> [What to produce] Find every line in the data below that contains the word "white" and copy each one in full.

══ Task material

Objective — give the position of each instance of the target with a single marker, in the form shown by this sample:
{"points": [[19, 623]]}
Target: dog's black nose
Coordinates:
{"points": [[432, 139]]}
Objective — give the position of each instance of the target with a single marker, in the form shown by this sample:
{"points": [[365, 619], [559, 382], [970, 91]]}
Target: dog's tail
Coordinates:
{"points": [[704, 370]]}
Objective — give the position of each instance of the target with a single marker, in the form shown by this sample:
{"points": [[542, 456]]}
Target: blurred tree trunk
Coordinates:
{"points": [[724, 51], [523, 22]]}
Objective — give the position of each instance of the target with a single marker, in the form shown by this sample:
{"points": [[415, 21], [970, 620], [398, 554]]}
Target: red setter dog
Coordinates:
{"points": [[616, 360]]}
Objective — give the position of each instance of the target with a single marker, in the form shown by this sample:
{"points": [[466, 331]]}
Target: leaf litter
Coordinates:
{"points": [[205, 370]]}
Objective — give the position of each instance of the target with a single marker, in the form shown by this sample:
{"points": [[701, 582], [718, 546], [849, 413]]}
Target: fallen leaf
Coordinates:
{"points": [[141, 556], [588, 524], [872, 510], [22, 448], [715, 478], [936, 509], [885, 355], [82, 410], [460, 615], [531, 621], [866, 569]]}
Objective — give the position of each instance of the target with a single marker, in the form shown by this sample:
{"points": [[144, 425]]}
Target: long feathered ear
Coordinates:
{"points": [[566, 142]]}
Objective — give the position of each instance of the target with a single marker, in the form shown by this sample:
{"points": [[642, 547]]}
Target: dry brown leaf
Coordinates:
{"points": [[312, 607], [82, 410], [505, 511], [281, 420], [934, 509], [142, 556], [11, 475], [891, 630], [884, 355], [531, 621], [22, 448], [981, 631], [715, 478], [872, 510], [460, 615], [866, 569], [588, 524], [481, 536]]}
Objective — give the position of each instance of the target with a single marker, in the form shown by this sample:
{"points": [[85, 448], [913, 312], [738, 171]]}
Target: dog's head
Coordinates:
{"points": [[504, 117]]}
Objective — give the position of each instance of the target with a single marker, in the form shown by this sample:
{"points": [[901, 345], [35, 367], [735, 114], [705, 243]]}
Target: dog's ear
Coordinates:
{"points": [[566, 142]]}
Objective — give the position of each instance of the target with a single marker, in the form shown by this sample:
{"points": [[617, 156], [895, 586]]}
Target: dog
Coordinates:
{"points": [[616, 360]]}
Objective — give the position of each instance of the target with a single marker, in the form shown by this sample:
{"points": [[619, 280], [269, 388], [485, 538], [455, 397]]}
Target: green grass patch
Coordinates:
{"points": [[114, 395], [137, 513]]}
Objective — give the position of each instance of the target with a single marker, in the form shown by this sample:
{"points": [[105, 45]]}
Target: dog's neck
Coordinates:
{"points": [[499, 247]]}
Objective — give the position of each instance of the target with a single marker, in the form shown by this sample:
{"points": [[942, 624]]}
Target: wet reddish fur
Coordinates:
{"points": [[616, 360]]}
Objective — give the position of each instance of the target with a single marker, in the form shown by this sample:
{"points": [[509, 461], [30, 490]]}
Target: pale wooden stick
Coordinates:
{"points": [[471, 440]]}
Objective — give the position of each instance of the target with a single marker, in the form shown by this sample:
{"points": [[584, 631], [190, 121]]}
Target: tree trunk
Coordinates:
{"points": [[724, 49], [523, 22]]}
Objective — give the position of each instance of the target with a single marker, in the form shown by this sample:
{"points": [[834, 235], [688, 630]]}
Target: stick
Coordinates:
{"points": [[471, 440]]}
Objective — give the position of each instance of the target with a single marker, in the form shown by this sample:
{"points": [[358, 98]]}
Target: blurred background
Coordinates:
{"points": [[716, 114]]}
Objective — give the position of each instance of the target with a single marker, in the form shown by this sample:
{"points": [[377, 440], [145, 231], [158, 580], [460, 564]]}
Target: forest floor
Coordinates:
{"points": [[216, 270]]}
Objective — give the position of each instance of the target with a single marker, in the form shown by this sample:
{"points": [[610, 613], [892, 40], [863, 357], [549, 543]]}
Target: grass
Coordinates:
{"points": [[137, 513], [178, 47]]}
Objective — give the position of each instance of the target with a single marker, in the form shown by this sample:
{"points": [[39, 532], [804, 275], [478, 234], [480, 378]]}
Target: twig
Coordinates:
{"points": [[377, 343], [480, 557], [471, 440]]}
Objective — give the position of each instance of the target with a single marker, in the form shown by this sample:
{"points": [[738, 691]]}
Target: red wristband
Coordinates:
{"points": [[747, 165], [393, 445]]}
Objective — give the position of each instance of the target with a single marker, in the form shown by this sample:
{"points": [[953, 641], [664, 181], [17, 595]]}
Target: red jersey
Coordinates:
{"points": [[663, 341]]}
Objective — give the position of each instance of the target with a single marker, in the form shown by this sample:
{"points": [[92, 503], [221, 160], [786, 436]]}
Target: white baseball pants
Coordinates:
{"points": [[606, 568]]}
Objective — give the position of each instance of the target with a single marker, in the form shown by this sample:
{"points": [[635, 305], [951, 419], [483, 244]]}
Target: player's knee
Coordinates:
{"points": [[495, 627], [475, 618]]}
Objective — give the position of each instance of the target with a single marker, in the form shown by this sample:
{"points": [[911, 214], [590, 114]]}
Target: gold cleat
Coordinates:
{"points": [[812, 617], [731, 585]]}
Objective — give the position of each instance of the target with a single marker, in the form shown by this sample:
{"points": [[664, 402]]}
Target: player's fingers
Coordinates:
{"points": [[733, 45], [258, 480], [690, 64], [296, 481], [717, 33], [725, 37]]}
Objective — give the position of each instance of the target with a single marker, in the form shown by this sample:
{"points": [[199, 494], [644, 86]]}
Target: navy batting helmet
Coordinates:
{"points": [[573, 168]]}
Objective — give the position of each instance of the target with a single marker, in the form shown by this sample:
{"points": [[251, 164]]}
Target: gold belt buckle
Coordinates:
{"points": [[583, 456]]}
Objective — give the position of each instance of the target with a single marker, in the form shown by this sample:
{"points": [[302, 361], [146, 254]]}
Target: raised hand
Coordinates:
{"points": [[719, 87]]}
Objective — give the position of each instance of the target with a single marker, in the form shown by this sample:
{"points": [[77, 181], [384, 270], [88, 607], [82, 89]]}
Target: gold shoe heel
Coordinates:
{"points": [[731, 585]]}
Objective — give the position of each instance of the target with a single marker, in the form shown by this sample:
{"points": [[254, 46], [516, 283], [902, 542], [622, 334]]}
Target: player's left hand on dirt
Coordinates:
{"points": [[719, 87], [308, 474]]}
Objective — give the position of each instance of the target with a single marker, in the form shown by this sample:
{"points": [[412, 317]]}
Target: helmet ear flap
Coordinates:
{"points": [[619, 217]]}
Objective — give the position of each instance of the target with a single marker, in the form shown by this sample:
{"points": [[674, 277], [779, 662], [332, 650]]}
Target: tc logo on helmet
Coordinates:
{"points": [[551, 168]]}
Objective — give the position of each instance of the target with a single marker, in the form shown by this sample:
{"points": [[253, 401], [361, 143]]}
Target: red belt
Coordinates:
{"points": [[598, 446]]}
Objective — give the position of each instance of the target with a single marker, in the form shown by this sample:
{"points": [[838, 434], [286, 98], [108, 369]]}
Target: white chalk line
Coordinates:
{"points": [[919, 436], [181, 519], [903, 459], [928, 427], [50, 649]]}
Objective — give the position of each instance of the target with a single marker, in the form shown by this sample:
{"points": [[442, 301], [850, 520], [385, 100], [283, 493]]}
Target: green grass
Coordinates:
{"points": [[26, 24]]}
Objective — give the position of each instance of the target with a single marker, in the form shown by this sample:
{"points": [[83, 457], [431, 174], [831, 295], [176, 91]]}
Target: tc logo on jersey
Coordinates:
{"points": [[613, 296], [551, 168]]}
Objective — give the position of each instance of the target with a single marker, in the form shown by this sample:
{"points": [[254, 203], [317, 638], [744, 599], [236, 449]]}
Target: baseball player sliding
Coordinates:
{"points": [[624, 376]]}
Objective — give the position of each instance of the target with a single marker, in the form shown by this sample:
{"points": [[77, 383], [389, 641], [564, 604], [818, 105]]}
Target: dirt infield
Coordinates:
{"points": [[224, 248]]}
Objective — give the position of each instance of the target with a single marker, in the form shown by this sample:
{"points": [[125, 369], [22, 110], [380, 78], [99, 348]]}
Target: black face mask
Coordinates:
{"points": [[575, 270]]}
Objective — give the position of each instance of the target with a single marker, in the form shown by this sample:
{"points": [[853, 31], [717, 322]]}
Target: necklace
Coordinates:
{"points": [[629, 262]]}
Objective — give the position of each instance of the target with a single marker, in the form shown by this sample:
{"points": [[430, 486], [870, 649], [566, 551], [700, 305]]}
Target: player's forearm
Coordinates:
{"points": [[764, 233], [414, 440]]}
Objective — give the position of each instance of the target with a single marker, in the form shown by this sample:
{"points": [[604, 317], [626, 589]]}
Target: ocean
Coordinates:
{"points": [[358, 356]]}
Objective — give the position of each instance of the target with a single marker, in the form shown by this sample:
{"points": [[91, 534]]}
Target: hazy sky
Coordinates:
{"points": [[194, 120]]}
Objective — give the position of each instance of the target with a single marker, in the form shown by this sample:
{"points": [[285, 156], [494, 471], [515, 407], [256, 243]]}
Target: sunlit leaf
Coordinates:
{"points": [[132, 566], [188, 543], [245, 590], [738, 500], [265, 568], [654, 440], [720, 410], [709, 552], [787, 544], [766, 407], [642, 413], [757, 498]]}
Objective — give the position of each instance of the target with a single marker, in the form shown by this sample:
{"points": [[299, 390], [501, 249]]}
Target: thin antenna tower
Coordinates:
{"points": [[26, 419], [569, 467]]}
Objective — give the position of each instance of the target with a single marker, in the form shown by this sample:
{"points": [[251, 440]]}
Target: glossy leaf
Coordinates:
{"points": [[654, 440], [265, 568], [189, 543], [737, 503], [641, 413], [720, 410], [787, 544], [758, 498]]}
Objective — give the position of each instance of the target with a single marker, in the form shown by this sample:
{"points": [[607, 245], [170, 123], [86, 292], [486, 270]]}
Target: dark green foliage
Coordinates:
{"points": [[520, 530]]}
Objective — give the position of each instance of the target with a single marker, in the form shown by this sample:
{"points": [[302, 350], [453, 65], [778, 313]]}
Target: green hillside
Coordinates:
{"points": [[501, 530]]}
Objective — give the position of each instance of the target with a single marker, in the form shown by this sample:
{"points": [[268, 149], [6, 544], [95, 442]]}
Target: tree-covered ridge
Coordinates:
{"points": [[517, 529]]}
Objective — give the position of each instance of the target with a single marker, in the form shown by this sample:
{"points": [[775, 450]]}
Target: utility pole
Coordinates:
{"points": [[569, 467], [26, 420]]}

════

> [Task output]
Target: white baseball pants
Target: white chalk line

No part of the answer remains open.